* _DATA TO USE_
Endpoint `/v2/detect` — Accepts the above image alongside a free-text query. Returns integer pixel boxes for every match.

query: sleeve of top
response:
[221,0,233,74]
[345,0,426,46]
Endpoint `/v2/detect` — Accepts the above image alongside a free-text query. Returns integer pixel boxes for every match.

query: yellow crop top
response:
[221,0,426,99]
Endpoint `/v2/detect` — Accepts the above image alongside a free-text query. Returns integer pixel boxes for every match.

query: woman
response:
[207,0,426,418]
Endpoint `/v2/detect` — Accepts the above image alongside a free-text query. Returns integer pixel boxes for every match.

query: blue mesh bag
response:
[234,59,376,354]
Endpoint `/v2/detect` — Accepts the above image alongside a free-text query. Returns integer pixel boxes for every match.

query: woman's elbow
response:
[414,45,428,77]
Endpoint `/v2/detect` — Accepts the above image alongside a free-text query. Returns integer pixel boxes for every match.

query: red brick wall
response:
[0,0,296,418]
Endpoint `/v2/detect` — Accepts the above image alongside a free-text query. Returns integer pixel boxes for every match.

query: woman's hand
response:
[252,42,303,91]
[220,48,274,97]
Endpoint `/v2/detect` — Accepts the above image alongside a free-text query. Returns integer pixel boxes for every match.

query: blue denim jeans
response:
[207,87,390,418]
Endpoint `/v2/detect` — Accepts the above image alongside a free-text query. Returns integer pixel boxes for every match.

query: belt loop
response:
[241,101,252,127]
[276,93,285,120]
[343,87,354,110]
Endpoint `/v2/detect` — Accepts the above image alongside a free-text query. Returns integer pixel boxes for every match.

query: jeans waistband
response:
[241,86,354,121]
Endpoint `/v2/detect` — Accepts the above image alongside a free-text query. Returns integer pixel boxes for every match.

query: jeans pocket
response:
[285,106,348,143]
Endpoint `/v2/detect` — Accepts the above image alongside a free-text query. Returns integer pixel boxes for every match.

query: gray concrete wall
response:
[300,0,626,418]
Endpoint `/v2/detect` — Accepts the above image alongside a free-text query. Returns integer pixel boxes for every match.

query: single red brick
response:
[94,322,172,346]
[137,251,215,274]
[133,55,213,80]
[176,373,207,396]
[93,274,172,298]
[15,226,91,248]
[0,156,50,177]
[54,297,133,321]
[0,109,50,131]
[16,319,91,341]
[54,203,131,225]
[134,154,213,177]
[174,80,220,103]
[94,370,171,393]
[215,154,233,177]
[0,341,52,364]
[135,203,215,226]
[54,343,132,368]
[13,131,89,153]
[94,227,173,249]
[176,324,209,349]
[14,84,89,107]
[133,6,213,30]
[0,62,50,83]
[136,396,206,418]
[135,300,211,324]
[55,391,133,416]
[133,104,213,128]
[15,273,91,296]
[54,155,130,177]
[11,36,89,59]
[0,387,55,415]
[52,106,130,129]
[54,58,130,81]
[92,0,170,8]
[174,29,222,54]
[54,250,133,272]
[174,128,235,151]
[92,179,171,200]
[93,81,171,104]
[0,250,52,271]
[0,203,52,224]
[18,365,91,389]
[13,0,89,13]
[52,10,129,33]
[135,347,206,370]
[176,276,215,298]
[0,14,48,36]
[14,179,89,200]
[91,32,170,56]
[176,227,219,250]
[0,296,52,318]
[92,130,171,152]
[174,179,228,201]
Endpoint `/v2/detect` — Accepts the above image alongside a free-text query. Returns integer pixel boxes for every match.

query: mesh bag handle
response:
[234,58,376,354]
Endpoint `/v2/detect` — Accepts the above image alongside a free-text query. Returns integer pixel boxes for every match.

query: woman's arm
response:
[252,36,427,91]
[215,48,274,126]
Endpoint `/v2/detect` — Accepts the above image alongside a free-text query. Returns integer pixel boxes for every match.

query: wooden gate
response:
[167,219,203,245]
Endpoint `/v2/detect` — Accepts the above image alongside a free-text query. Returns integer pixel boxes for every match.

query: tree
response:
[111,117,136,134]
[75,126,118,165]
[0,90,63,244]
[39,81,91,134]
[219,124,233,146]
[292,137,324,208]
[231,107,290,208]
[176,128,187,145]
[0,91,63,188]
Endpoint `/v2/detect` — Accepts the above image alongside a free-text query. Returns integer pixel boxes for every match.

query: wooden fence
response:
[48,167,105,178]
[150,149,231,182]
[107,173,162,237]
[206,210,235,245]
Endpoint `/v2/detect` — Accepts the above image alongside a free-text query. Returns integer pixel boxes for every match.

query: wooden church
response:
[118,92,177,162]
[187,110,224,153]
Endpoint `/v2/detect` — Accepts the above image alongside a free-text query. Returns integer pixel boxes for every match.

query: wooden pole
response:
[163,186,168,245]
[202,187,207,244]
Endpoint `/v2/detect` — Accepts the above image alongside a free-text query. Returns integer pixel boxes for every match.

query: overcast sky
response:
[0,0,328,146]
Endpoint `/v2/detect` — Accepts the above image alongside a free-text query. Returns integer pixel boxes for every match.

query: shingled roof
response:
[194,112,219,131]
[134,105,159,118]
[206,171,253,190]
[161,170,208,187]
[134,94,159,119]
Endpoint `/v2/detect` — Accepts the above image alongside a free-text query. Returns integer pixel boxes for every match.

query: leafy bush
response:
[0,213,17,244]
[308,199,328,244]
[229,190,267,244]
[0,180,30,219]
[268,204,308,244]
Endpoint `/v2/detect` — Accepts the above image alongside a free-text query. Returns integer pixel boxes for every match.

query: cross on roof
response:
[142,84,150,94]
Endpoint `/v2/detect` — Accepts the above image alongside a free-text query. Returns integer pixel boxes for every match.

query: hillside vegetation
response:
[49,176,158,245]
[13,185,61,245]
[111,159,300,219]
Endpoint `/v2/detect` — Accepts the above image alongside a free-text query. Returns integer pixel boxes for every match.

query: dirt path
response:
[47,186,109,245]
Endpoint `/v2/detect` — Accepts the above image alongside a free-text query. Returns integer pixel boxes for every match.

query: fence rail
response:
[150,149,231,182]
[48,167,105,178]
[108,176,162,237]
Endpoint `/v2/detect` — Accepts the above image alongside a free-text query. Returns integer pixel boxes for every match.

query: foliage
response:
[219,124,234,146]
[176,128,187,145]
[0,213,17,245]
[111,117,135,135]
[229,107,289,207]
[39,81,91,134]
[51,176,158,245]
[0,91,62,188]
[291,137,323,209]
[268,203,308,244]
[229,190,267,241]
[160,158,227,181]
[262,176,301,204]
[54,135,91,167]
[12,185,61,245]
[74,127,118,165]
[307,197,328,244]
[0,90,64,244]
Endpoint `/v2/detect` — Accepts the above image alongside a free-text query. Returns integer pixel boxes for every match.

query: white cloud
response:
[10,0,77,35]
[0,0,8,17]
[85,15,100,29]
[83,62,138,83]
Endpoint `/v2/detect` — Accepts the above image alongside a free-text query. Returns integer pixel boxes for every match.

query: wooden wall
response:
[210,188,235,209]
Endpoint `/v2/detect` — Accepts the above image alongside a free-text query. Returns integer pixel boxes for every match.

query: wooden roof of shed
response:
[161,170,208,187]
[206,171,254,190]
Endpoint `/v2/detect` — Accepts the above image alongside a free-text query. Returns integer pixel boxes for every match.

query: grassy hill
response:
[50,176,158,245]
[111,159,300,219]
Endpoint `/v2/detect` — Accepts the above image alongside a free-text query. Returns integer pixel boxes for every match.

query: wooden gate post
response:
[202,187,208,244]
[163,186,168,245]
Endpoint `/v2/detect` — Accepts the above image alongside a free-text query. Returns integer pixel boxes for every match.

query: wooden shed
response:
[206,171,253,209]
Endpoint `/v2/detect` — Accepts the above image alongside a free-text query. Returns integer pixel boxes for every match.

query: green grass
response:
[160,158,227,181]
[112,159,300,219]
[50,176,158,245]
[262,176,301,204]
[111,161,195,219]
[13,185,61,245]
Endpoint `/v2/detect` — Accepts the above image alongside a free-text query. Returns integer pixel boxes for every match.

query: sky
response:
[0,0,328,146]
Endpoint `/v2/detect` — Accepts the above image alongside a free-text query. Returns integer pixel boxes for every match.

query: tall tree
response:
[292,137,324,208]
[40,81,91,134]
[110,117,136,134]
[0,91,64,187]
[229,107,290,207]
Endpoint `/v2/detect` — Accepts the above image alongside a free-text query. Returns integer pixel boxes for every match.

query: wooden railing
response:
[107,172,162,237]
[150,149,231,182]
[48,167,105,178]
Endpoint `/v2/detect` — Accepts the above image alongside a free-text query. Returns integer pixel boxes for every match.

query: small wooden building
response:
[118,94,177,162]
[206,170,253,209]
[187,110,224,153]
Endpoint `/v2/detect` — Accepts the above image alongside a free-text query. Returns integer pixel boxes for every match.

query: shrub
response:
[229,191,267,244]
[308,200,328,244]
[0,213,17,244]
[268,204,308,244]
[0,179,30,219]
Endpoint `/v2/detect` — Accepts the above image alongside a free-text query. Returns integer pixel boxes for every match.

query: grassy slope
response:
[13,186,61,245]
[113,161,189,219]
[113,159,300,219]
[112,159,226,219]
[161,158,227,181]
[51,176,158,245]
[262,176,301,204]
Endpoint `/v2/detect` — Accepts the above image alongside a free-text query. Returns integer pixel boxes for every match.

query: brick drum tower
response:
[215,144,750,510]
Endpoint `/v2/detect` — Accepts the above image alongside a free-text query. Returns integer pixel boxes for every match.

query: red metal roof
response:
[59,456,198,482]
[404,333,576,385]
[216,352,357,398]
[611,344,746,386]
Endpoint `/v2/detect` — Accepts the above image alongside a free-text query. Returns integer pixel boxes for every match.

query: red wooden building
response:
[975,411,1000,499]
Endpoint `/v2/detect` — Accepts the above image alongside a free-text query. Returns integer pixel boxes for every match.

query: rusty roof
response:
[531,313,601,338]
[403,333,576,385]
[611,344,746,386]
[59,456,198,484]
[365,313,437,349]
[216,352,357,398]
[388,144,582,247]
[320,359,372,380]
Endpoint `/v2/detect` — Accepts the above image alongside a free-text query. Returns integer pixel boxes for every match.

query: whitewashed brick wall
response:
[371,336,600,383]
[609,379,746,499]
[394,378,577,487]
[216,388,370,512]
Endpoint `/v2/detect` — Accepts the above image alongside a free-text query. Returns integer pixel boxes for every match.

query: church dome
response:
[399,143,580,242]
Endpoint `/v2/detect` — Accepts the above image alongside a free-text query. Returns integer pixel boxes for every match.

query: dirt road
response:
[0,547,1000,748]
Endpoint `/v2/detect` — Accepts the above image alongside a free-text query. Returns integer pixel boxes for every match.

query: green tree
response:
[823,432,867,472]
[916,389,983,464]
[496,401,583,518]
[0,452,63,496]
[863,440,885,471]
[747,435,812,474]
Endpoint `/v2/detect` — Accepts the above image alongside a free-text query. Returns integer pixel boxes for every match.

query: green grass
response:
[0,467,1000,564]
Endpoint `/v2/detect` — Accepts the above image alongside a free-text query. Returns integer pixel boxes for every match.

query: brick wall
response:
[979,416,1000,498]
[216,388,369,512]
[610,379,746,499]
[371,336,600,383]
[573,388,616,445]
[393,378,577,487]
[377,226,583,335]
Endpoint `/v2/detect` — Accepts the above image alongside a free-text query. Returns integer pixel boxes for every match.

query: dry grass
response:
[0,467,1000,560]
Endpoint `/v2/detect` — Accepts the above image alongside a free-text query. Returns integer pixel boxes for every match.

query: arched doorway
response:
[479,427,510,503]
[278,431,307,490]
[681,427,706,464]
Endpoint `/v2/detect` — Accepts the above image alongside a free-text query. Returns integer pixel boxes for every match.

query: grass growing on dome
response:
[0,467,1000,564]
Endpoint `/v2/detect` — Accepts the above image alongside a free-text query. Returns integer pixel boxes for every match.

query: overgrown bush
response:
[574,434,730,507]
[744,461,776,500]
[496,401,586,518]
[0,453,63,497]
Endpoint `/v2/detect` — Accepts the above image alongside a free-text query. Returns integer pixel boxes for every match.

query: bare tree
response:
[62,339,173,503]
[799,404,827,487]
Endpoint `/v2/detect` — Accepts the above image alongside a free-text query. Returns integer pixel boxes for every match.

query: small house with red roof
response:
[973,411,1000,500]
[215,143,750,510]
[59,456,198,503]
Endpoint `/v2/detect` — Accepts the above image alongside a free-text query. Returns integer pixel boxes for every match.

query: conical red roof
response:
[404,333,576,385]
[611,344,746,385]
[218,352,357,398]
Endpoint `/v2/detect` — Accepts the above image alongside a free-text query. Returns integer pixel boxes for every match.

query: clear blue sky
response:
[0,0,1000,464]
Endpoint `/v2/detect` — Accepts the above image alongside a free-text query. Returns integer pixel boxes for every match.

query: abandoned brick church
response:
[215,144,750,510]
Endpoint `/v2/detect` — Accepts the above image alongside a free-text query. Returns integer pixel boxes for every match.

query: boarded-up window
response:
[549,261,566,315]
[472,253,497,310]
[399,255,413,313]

* _DIRECTIVE_
Arrange the items above as a numbered list with blank lines left out, starting at their first line and stopping after the line that contains "[0,0,296,418]".

* _SOLUTION TO THIS PROBLEM_
1. Endpoint `/v2/detect` — Accepts the above image alongside a free-text query. Returns integer pixel boxes for every match.
2. query: sleeve of top
3. response:
4. [221,0,233,74]
5. [345,0,426,46]
6. Endpoint `/v2/detect` — Accepts the above image alongside a free-text query. Returns integer pixel boxes for every match.
7. query: yellow crop top
8. response:
9. [221,0,426,99]
10. Endpoint `/v2/detect` — Accepts the above image alongside a free-text query. Returns integer pixel boxes for every match.
11. query: woman
12. response:
13. [207,0,426,418]
14. Endpoint `/v2/detect` — Accepts the above image alongside a free-text query. Returns integer pixel boxes for every match.
15. query: blue mesh bag
16. response:
17. [234,59,376,354]
18. Endpoint `/v2/detect` — Accepts the above image alongside a free-text query. Returns integer pixel boxes for every match.
19. query: woman's elbow
20. response:
21. [414,45,428,77]
22. Endpoint `/v2/detect` — Accepts the above image alongside a free-text query. Returns integer pixel boxes for every match.
23. query: red brick wall
24. response:
25. [0,0,296,418]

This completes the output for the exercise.